» **QUELLE**:
......

Die Bundesregierung geht überdies davon aus, dass

nicht jede Beschränkung des Prozessgegenstandes eines Rechtsmittelverfahrens, wie sie im Provisorialverfahren durch die bloß beschränkte Bekämpfbarkeit der Feststellungen oder der Beweiswürdigung gegeben ist [...], von Verfassung wegen eine Reduzierung einer - dem Grunde nach sachlichen - Gebührenpflicht verlangt. So ist etwa im Hauptverfahren in den erwähnten Bagatellfällen eine Anfechtung des erstinstanzlichen Urteils nur wegen Nichtigkeit und unrichtiger rechtlicher Beurteilung möglich (§501 Abs 1 ZPO); dennoch ist - in verfassungsrechtlich zulässiger Weise - für solche Rechtssachen dieselbe (ganze) Pauschalgebühr zu entrichten wie für alle anderen Rechtssachen mit höheren Streitwerten."

1.5.5. Die lediglich für Wettbewerbs- und Immaterialgüterrechtssachen bestehende Möglichkeit, die Hälfte der im Sicherungsverfahren bezahlten Pauschalgebühr auf die im Hauptverfahren anfallende Gerichtsgebühr anzurechnen, erachtet die Bundesregierung mit folgender Begründung als gerechtfertigt:

"3.6.1. Die Bundesregierung weist zunächst darauf

hin, dass es durch die im zweiten Satz der Anmerkungen 1a zu TP2 und 3 vorgesehene Anrechnung nicht zu einer Reduzierung der Gebühren des Provisorialverfahrens, sondern jener eines allfälligen Hauptverfahrens kommt. Diese Einrechnung bewirkt, dass in Wettbewerbs- und Immaterialgüterrechtssachen im Hauptverfahren lediglich die halbe Pauschalgebühr zu entrichten ist. Im Provisorialverfahren ist in diesen Rechtssachen die Pauschalgebühr hingegen in allen Fällen dieselbe.

......

» **EINTRÄGE**:
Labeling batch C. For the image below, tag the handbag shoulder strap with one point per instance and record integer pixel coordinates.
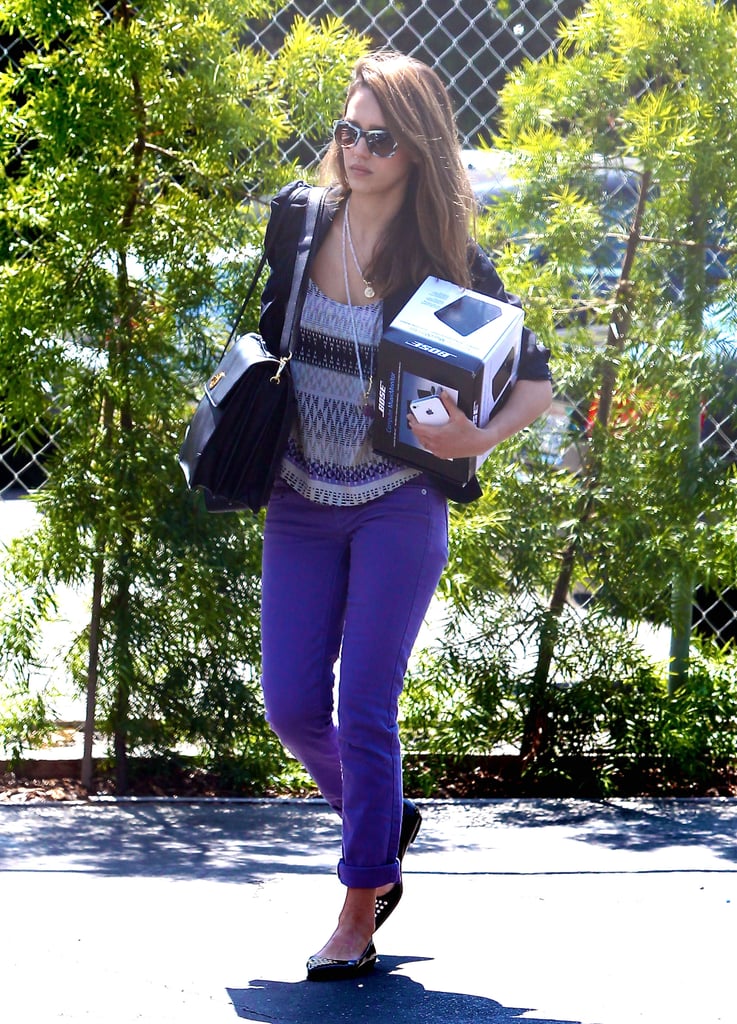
(315, 202)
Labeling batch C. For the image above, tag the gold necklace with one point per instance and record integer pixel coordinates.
(367, 287)
(365, 404)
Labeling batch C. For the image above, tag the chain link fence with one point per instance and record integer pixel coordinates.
(473, 45)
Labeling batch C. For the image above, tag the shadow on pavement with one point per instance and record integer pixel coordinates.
(381, 997)
(636, 825)
(234, 842)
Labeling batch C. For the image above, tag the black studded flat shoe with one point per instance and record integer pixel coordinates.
(386, 904)
(326, 969)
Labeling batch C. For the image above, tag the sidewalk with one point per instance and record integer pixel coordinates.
(558, 911)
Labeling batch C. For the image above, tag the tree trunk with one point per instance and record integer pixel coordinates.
(537, 722)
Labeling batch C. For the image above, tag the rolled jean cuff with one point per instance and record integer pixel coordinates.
(369, 878)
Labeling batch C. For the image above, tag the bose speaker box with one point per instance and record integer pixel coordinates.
(451, 339)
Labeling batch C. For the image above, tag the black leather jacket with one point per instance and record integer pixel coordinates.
(283, 235)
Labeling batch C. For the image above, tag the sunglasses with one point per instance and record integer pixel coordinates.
(379, 141)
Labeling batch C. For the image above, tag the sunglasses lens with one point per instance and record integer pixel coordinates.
(380, 142)
(345, 134)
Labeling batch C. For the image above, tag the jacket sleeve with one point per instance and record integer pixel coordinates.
(283, 233)
(534, 358)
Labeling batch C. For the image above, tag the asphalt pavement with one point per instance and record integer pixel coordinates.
(559, 911)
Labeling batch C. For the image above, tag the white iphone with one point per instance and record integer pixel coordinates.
(430, 411)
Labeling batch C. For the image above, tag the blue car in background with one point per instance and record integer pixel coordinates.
(563, 432)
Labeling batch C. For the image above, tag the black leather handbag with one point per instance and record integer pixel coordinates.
(233, 444)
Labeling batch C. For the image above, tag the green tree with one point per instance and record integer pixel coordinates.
(138, 146)
(642, 90)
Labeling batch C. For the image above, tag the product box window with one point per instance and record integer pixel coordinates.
(444, 338)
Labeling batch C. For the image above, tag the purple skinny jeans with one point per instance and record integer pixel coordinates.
(353, 583)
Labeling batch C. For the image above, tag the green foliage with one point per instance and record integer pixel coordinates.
(138, 151)
(641, 88)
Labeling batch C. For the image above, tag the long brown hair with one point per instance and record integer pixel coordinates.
(430, 235)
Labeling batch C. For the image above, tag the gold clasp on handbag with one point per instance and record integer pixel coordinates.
(283, 363)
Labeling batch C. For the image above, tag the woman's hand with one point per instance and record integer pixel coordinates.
(459, 438)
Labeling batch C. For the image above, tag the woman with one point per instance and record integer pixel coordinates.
(354, 542)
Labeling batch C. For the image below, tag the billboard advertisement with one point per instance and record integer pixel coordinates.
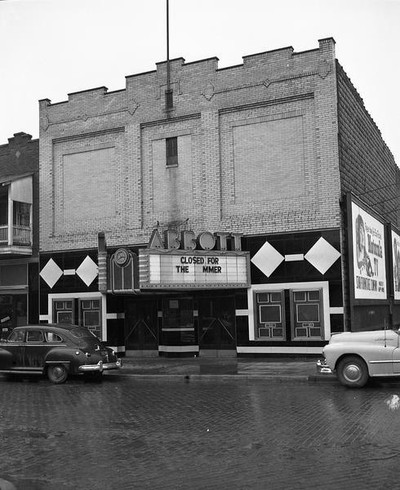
(368, 255)
(396, 264)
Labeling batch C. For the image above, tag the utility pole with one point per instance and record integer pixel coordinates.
(168, 93)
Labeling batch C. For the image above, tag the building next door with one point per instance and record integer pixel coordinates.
(141, 325)
(217, 329)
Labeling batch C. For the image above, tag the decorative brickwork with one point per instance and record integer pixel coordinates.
(283, 102)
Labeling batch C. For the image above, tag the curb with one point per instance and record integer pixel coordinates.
(224, 377)
(6, 485)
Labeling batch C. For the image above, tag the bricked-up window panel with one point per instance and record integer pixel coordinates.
(269, 160)
(171, 146)
(88, 188)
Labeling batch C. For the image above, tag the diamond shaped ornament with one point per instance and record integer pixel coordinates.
(322, 255)
(51, 273)
(267, 259)
(88, 271)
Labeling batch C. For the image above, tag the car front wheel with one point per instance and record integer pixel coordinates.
(57, 374)
(352, 372)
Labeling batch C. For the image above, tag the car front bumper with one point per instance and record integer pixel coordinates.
(107, 366)
(100, 366)
(91, 368)
(322, 367)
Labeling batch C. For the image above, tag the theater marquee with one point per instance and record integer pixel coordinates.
(178, 269)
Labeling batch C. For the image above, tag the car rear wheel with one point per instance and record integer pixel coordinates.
(352, 372)
(57, 374)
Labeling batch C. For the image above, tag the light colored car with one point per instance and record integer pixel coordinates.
(56, 351)
(357, 356)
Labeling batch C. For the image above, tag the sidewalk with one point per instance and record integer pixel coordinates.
(212, 368)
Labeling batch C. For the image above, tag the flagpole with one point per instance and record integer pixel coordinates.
(168, 67)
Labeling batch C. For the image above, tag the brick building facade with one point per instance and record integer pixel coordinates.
(19, 232)
(218, 223)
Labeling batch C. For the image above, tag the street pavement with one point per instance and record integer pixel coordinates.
(165, 432)
(301, 370)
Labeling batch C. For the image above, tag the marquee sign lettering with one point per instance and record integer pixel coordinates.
(187, 240)
(185, 261)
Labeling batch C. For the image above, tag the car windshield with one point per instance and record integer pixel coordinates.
(83, 333)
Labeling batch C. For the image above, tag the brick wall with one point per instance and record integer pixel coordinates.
(367, 167)
(285, 102)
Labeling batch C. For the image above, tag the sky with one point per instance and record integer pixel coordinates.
(50, 48)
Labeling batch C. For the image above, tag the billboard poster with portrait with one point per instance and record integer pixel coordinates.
(369, 255)
(396, 264)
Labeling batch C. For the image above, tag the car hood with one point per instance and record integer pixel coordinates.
(362, 336)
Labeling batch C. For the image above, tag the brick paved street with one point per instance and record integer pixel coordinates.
(127, 433)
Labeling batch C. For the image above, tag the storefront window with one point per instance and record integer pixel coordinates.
(13, 312)
(306, 307)
(178, 321)
(85, 312)
(270, 315)
(303, 307)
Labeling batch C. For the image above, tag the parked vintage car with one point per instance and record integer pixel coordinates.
(357, 356)
(55, 350)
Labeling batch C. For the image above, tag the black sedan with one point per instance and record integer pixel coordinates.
(55, 350)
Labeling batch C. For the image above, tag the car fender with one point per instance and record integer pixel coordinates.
(64, 356)
(377, 357)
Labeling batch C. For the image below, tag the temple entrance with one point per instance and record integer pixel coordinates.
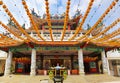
(54, 62)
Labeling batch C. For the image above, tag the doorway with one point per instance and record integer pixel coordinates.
(54, 62)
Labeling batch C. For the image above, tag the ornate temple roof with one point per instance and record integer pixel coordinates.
(70, 31)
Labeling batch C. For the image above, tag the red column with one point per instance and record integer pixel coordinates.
(69, 27)
(43, 27)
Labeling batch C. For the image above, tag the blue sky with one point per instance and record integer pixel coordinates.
(58, 7)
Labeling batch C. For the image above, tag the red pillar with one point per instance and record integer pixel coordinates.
(69, 27)
(43, 27)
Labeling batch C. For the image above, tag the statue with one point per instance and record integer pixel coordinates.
(11, 23)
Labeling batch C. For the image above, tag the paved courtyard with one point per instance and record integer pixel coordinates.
(96, 78)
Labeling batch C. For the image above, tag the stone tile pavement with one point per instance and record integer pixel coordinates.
(93, 78)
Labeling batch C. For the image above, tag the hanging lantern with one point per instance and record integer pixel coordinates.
(68, 7)
(23, 2)
(25, 6)
(6, 10)
(68, 2)
(47, 3)
(4, 6)
(47, 11)
(1, 2)
(113, 3)
(118, 20)
(92, 0)
(111, 6)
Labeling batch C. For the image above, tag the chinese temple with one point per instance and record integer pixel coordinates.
(58, 39)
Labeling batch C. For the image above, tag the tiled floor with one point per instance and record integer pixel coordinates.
(101, 78)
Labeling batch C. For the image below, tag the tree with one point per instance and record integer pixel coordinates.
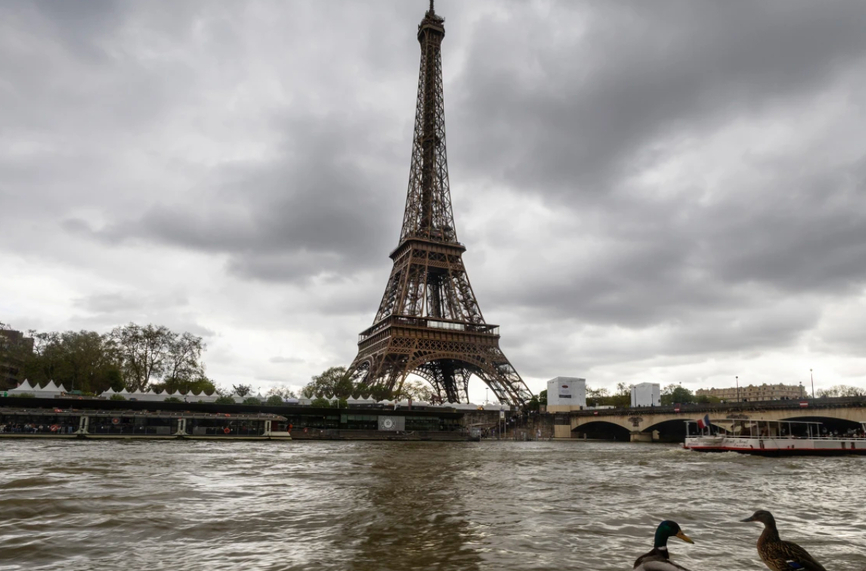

......

» **AUFGABEN**:
[A] Geben Sie den Absatz aus der Quelle, der mit „Die Bundesregierung weist zunächst darauf hin“ beginnt, kürzer als Liste wieder und behalten Sie seine wesentlichen Aussagen bei.
[B] Aus welchen Gründen kann das erstinstanzliche Urteil in den Bagatellfällen im Hauptverfahren laut der Quelle angefochten werden?
[C] Fassen Sie die Quelle in zwei Sätzen zusammen.

» **LÖSUNGEN**:
[A]
- Die Anrechnung nach dem zweiten Satz der Anmerkungen 1a zu TP2 und 3 senkt nicht die Gebühren des Provisorialverfahrens, sondern die eines allfälligen Hauptverfahrens.
- In Wettbewerbs- und Immaterialgüterrechtssachen ist im Hauptverfahren dadurch nur die halbe Pauschalgebühr zu entrichten.
- Im Provisorialverfahren ist die Pauschalgebühr in diesen Rechtssachen in allen Fällen dieselbe.

[B] Nur wegen Nichtigkeit und unrichtiger rechtlicher Beurteilung (§501 Abs 1 ZPO).

[C] Nach Ansicht der Bundesregierung verlangt nicht jede Beschränkung des Prozessgegenstandes eines Rechtsmittelverfahrens von Verfassung wegen eine geringere Gebühr, wie die volle Pauschalgebühr in Bagatellfällen trotz eingeschränkter Anfechtbarkeit zeigt. Die nur für Wettbewerbs- und Immaterialgüterrechtssachen bestehende Anrechnung der halben Pauschalgebühr des Sicherungsverfahrens hält sie für gerechtfertigt, weil dadurch nur die Gebühr des Hauptverfahrens sinkt, während die Pauschalgebühr im Provisorialverfahren stets dieselbe bleibt.